====== Text segment

As Byron suspected the time is taken by Excel updating the dependency trees.

If you switch off the dependency tree maintenance by setting Workbook.ForceFullCalculation to true then clearing the 20000 COUNTIF cells is virtually instantaneous.

Note that using this option makes every calculation a full calculation: every formula becomes volatile and the status bar always shows calculate.

0
votes

Edit:

Following Charles' excellent answer, which forces all formulas in a sheet to be volatile for the session, I thought I would try rebuilding the CountIf with a volatile offset function to define the range, and sure enough it worked. So the formula I used was: =COUNTIF(OFFSET(A2,-ROW(A2)+2,0):A2,A2)

Whether it is better to have a non volatile function that you need to turn on ForceFullCalculation to alter (delete, past values etc.) vs having a large number of volatile formulas will be up to you.

Original post:

OK, so I have been trying a few other formulas to see if I could overcome the issue.

Strangely, using =SUMIF($A$1:A2,A2,$A$1:A2)/A2 would occasionally work, clearing all the data in column B instantly, but was not consistent and would often freeze like the =COUNTIF($A$1:A2,A2) formula used in the original post.

I also tried some other formulas, such as =SUMPRODUCT($A$1:A2*($A$1:A2=A2))/A2 as well as the same configuration using Sum in an array formula but never got an instant clear.

============
====== Provided data

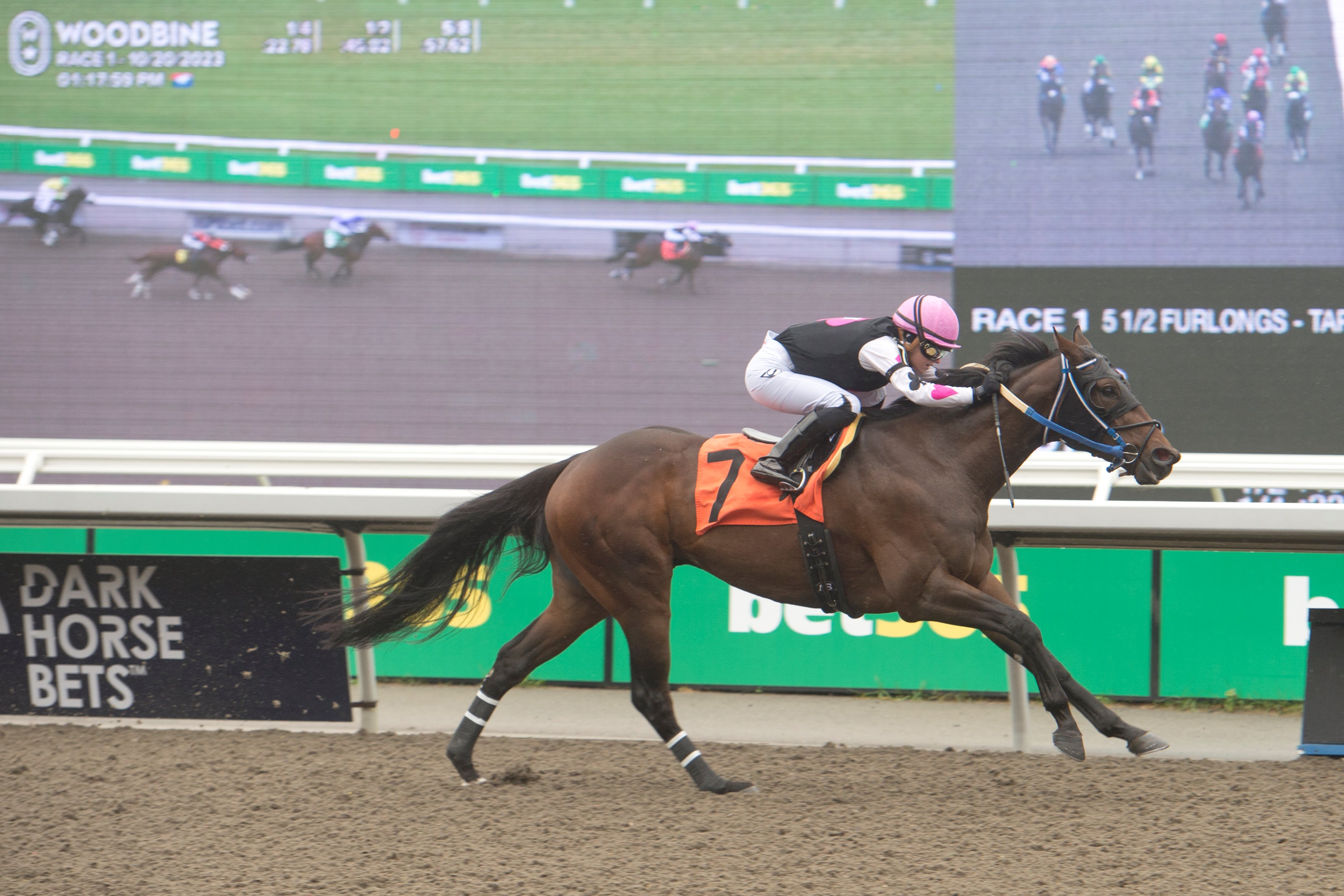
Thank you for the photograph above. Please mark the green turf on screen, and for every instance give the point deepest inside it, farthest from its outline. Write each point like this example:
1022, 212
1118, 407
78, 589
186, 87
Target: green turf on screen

============

## The task:
Carry the Excel forum thread about slow clearing of COUNTIF cells forward from its last sentence. The items come from a source separate from the Excel forum thread.

## Result:
I also tried copying blank cells and posting them over the formula cells, but that still froze for the same 30s - 60s that clearing them did. You could cut and paste and that would be fine, but trying to clear would result in the freeze. Deleting the entire column also did not speed up the process. I also tested Excel in safe mode, to no avail.

Given the lack of success, I am guessing that Byron's comment on Excel updating the internal model after each cell is cleared due to the different ranges for each formula is causing the freeze - though I still don't really get why pasting the formulas in the first instance would take a fraction of the time as clearing / deleting them!

As such, I can only conclude that irrespective of the reason, there does not appear to be a formulaic solution that does not cause the freeze, so I will have to use pivot tables / remove duplicates.

I appreciate everyone who tried to replicate the issue - for whatever it's worth, it looked like 3 of use had the issue and 1 did not.

-2
votes

This is caused by your use of the RANDBETWEEN function. I was unable to replicate your results after I used static data in place of this formula for 1 million rows.

The problem is that when you clear the data from the cells it does not happen for all of the cells at the same time. Excel has to step through each one and update a few things(Value of the cell, formatting, and formula calculation chain) and if anything in the formula chain has changed then all of the formulas recalculate and upon every recalculation all of the RANDBETWEEN values also get updated which causes another calculation of all of the COUNIF formulas that are affected.

So, for 20k RANDBETWEEN values and 20k COUNTIF formulas you get about 6 million calculations and up to 18 million writes to disk(depending on caching) when you try to delete all of those formulas.

So, no this is not a bug it is simply an unintended consequence of using the RANDBETWEEN function.